*TASK PROMPT*:
Copy out each line featuring the string "window" from the entries beneath.

*DATA TO EXAMINE*:
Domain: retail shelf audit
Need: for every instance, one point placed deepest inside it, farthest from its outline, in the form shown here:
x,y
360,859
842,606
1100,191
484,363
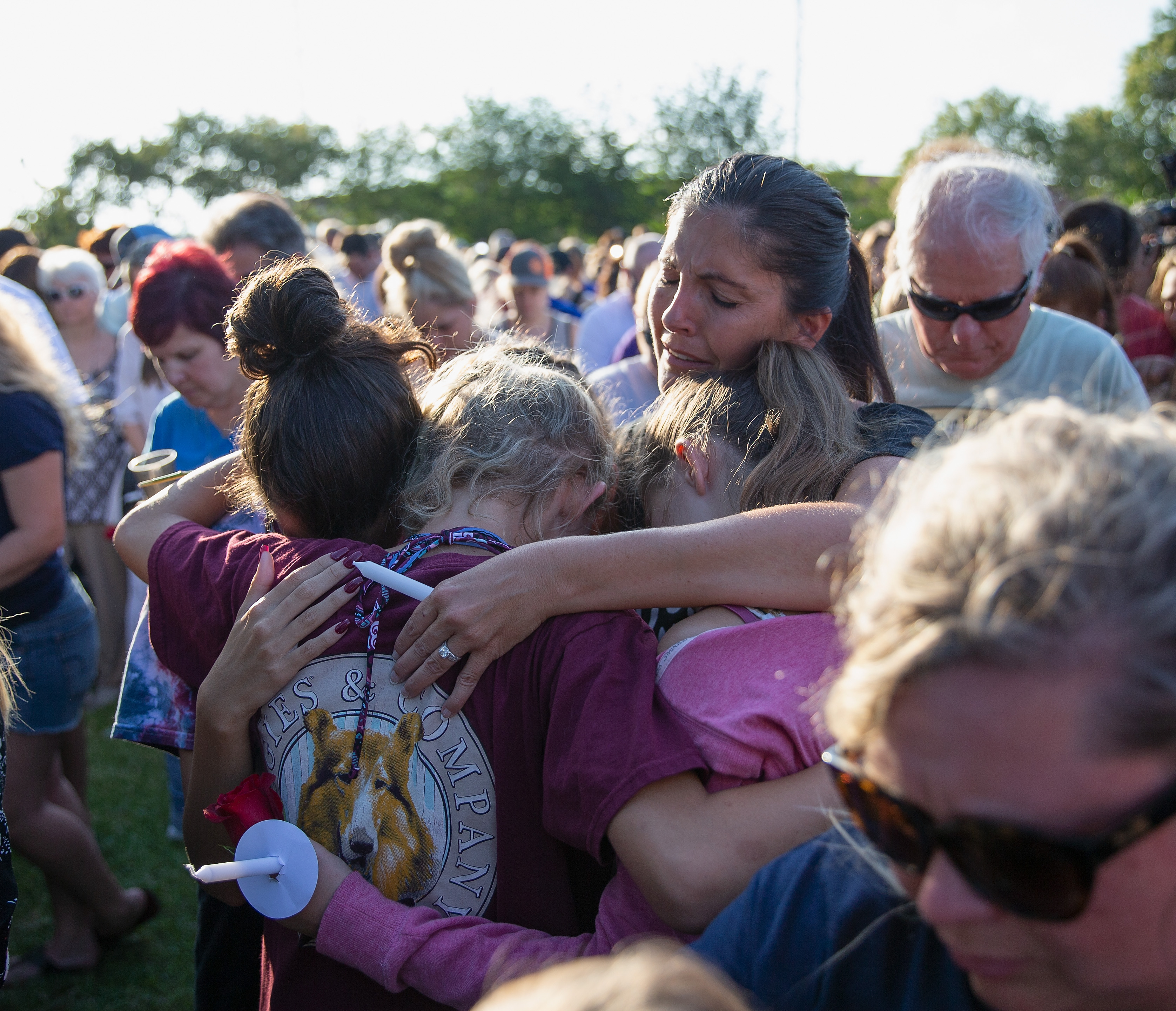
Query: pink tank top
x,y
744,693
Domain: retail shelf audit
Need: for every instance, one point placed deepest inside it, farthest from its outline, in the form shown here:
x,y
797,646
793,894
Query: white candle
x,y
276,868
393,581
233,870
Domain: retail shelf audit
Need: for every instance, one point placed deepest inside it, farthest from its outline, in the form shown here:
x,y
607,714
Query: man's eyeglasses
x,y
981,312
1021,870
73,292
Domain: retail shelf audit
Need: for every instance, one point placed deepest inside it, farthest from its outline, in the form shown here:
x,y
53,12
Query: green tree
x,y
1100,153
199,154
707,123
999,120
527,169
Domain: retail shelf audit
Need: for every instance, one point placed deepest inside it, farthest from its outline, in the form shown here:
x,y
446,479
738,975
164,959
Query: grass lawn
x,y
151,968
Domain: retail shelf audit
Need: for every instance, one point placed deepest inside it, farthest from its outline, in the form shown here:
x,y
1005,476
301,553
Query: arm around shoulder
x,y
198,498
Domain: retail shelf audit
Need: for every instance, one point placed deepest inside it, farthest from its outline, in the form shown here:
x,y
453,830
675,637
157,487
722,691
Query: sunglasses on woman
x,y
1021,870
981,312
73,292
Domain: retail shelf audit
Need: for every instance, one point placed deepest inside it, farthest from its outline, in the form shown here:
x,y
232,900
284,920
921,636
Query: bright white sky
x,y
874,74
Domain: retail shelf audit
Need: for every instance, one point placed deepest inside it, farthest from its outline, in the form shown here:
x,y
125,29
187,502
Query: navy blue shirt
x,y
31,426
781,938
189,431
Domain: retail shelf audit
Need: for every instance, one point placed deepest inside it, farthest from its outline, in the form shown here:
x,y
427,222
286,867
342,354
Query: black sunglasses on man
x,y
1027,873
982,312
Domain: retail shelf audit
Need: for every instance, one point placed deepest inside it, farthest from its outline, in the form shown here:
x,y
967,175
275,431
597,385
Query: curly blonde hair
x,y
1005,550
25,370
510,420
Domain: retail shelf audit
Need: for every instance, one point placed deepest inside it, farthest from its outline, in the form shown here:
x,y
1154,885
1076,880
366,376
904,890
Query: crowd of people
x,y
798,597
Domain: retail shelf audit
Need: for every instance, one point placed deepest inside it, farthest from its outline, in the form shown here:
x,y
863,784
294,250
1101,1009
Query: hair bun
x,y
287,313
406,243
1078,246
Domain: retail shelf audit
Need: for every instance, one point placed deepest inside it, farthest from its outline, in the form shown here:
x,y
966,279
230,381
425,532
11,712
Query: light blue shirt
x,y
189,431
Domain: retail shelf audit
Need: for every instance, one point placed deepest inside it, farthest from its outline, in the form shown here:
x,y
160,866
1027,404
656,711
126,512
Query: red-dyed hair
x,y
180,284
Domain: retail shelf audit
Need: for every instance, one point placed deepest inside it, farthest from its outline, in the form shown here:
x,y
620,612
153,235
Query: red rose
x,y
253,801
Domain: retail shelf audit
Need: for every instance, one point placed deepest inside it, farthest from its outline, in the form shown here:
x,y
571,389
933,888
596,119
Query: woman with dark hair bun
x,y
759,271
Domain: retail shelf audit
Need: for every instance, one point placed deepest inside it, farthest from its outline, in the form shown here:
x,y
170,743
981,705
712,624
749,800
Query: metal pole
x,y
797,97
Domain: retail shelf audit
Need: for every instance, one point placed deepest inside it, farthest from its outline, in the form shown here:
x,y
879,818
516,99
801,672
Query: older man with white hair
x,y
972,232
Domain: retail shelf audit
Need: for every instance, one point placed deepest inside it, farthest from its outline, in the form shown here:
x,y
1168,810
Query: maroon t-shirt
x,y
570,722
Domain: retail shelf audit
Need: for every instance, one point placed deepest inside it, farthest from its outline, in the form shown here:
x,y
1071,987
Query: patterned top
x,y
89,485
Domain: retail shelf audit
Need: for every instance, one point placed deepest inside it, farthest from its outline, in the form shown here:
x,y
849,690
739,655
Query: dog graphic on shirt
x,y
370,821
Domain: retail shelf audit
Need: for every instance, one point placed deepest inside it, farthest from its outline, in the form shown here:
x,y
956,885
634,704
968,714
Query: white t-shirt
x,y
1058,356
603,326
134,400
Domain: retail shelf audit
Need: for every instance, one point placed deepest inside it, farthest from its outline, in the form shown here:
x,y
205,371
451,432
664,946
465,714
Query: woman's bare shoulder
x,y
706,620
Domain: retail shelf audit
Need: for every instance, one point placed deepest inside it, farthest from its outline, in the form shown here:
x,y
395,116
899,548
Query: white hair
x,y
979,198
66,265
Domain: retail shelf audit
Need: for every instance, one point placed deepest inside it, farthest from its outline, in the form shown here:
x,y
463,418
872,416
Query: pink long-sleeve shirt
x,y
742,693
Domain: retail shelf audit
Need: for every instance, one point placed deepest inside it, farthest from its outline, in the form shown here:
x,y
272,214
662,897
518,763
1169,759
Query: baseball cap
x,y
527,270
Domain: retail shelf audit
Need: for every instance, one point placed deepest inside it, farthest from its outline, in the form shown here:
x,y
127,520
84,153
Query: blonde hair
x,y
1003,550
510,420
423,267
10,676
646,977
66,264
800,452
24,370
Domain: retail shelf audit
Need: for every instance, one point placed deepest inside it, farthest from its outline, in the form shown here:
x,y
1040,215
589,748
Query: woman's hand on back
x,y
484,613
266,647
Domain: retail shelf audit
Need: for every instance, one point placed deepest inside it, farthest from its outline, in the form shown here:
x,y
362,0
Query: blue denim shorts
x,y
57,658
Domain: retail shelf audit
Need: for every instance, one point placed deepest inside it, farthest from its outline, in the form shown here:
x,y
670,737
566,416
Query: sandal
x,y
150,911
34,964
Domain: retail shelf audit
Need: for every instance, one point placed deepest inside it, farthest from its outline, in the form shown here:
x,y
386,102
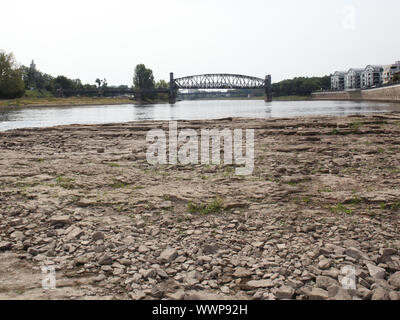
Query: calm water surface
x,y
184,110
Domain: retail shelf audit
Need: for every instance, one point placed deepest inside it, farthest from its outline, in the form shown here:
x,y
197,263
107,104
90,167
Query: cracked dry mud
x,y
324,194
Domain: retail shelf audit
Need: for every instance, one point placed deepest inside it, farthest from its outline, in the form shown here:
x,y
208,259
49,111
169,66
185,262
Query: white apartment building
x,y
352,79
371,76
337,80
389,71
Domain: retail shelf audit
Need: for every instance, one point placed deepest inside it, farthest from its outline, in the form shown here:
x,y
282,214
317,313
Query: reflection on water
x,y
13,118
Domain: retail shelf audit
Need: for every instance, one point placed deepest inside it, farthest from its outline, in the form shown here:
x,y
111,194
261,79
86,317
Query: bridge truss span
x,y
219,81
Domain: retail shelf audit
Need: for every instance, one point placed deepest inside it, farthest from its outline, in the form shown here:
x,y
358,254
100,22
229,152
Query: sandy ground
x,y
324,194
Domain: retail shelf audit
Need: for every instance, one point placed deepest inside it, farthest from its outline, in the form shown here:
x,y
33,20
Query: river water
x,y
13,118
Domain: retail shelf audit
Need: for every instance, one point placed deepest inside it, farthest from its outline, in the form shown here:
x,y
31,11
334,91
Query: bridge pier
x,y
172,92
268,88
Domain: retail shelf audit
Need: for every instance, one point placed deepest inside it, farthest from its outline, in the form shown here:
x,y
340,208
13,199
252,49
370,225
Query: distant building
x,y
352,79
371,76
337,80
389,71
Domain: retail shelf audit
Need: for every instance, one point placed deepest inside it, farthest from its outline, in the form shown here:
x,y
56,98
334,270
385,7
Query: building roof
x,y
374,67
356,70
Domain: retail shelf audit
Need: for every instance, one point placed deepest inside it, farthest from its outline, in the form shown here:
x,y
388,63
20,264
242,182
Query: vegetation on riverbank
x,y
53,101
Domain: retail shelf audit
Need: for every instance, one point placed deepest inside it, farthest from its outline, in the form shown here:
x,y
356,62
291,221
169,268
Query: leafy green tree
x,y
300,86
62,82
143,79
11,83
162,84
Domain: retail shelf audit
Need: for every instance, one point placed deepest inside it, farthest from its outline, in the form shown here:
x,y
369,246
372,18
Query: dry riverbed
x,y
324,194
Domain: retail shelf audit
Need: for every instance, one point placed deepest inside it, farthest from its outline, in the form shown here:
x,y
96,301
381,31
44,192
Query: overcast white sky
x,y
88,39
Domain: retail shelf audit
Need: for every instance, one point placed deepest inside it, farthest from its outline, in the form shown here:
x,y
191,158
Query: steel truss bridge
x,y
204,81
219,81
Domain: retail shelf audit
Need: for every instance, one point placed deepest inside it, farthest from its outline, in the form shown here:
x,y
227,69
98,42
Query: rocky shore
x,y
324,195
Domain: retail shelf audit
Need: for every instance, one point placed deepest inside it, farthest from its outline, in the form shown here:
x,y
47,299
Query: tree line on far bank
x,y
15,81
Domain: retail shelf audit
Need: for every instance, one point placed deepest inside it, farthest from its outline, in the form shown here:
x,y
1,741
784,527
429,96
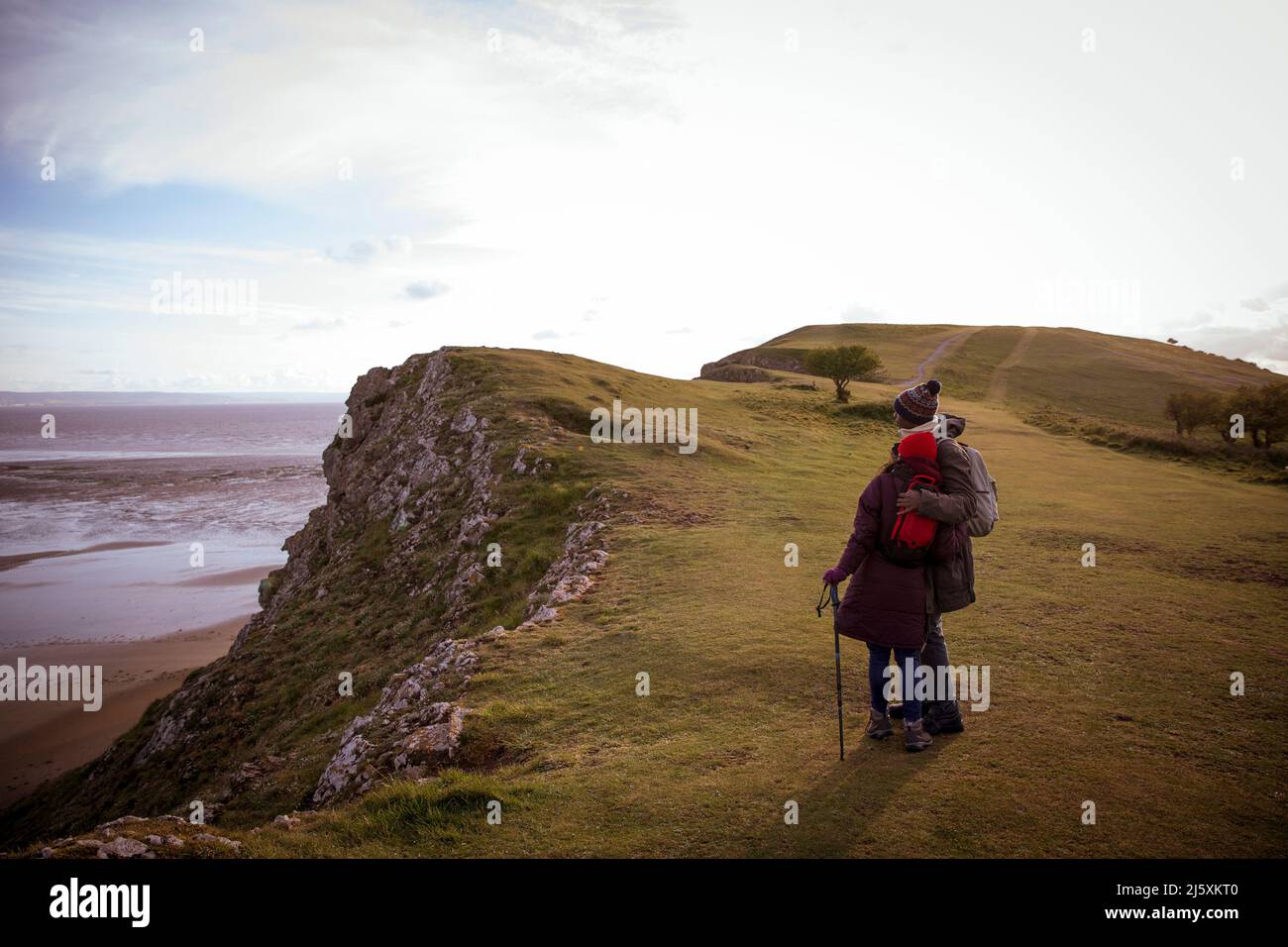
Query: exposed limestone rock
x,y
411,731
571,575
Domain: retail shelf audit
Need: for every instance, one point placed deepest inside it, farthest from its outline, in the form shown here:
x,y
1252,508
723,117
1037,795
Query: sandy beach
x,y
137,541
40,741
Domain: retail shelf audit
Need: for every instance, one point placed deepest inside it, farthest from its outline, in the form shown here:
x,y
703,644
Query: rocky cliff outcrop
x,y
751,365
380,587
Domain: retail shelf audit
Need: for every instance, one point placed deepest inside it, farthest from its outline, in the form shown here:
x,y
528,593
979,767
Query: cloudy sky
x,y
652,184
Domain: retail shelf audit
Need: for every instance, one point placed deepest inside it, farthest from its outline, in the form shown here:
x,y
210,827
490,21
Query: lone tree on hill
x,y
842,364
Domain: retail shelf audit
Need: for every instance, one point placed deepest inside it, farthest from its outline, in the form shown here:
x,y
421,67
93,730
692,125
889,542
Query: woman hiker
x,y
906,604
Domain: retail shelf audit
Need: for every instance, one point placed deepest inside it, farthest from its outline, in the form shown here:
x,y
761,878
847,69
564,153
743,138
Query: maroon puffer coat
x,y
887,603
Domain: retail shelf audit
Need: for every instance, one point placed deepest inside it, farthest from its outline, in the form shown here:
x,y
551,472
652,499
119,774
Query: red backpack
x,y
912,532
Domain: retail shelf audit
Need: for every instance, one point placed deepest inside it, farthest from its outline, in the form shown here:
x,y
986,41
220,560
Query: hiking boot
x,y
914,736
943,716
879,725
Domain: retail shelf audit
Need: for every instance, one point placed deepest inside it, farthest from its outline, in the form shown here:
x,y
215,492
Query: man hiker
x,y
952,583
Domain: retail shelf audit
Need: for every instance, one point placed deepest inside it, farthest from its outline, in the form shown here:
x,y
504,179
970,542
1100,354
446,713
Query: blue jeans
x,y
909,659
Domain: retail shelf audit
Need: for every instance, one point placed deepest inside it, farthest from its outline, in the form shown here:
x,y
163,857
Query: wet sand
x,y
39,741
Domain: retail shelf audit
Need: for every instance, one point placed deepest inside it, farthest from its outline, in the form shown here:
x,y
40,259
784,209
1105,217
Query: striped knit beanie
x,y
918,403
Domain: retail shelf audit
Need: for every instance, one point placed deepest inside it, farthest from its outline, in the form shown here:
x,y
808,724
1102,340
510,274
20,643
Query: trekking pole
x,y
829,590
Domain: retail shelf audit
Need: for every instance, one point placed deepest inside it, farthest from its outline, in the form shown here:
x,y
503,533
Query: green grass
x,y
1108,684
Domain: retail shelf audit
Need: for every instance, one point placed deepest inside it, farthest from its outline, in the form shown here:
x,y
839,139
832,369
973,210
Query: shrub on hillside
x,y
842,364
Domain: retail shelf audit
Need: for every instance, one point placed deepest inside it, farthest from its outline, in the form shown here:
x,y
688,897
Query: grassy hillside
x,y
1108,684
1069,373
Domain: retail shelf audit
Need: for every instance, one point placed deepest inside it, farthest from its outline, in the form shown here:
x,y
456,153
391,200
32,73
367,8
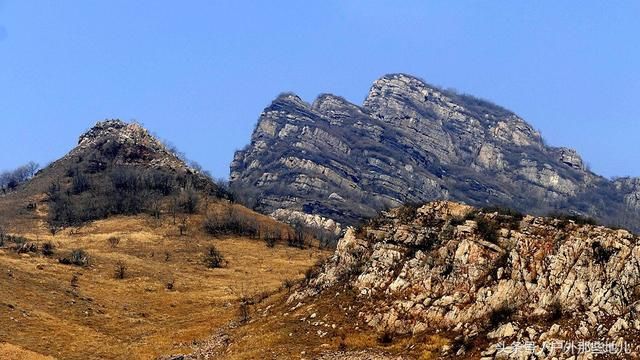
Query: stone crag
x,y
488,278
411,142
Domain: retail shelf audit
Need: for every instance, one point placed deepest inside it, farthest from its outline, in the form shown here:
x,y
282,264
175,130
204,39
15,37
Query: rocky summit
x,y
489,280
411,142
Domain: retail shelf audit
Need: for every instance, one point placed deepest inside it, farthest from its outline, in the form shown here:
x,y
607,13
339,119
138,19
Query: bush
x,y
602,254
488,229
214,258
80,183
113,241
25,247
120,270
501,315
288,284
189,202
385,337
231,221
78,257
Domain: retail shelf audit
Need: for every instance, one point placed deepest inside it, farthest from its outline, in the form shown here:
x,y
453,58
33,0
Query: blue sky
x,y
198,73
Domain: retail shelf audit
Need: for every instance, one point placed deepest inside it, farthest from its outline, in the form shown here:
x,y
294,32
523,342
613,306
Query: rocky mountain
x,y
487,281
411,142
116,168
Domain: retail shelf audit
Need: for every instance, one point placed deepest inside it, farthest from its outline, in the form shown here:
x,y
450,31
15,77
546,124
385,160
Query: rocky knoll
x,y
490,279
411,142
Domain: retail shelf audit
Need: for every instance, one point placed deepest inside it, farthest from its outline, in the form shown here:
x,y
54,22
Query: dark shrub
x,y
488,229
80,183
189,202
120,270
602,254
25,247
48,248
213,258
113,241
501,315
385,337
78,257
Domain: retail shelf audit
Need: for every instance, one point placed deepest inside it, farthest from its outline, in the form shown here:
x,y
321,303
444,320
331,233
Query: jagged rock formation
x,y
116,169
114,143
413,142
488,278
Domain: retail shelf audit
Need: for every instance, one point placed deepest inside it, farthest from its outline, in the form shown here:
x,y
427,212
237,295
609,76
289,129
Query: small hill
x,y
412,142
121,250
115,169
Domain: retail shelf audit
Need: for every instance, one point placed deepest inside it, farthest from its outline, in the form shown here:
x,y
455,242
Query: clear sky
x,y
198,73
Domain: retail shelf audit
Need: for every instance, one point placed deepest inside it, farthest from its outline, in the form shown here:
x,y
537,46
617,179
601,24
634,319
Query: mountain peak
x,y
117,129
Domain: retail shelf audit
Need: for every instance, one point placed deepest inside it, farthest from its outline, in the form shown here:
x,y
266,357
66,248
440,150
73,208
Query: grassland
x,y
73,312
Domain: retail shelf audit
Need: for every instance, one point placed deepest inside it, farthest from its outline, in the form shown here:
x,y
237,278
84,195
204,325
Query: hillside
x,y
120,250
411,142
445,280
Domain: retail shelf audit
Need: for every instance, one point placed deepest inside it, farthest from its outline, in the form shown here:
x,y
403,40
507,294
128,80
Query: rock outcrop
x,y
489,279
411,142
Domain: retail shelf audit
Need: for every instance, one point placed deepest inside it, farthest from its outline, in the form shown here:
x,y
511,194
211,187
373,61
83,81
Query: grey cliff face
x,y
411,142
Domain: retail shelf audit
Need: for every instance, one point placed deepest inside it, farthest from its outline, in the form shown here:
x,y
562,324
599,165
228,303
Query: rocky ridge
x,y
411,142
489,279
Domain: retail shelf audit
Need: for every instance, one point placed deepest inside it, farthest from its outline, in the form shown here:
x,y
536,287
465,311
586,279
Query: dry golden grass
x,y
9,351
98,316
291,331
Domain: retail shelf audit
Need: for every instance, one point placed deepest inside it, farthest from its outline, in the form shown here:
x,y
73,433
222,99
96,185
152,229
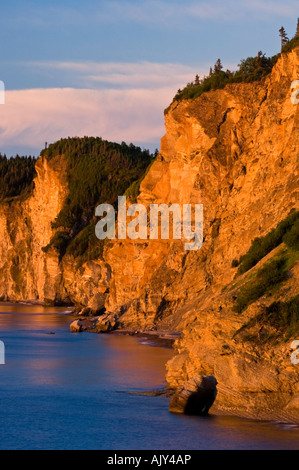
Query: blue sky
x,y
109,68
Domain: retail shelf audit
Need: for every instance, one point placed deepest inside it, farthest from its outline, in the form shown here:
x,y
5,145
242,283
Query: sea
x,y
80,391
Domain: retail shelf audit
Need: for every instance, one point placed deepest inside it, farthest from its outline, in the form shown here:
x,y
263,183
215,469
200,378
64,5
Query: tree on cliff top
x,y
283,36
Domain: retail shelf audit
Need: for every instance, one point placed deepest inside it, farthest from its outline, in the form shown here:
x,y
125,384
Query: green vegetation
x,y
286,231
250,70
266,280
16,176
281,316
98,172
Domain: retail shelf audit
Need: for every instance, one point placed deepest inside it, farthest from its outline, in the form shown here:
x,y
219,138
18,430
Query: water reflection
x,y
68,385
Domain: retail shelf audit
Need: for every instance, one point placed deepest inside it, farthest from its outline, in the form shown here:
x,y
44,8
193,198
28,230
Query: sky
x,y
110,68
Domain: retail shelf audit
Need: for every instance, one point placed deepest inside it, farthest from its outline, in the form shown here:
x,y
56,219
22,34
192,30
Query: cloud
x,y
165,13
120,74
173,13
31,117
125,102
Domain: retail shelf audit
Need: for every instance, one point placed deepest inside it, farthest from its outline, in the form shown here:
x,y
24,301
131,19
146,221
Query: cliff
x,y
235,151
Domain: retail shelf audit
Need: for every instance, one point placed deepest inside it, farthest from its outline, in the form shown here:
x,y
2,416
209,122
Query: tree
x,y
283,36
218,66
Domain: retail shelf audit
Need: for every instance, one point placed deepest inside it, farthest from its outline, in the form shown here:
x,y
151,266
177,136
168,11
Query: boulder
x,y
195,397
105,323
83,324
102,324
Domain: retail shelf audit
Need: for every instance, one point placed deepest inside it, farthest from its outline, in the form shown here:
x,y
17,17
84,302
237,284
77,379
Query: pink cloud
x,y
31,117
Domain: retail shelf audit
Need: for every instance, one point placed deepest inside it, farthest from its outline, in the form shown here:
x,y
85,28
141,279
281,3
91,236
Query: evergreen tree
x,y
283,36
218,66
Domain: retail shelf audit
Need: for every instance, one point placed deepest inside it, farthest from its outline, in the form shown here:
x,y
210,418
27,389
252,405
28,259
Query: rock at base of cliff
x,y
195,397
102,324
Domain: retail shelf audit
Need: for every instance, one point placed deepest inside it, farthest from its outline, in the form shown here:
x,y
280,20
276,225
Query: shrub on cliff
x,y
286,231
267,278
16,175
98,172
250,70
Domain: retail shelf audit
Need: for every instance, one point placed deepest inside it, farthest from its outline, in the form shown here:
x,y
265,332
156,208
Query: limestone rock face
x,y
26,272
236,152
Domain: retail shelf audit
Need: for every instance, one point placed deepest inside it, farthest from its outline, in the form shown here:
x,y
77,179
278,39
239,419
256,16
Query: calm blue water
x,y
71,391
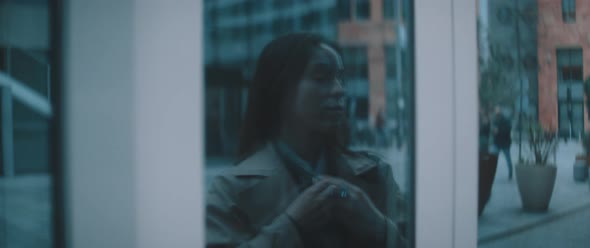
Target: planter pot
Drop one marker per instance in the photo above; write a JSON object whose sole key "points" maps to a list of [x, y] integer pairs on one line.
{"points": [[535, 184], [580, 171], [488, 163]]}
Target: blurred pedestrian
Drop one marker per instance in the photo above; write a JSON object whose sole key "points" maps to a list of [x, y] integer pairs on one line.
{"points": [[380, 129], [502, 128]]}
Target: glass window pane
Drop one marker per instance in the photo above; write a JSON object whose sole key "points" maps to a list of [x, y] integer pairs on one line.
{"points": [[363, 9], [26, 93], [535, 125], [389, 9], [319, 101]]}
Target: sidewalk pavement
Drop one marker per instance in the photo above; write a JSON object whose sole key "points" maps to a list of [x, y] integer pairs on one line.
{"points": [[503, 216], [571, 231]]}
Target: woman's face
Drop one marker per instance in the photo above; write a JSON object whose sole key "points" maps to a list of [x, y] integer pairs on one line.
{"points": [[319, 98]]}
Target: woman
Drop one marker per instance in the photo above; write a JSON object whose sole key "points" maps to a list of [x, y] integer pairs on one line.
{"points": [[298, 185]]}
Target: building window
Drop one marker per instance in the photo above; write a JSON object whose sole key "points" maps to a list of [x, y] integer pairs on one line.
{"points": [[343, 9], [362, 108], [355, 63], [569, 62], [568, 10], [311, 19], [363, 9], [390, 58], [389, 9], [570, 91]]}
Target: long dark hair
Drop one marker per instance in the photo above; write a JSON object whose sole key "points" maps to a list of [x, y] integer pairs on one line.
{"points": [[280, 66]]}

*RESULT FOR THIS EXERCISE*:
Target: glass window pane
Target: building window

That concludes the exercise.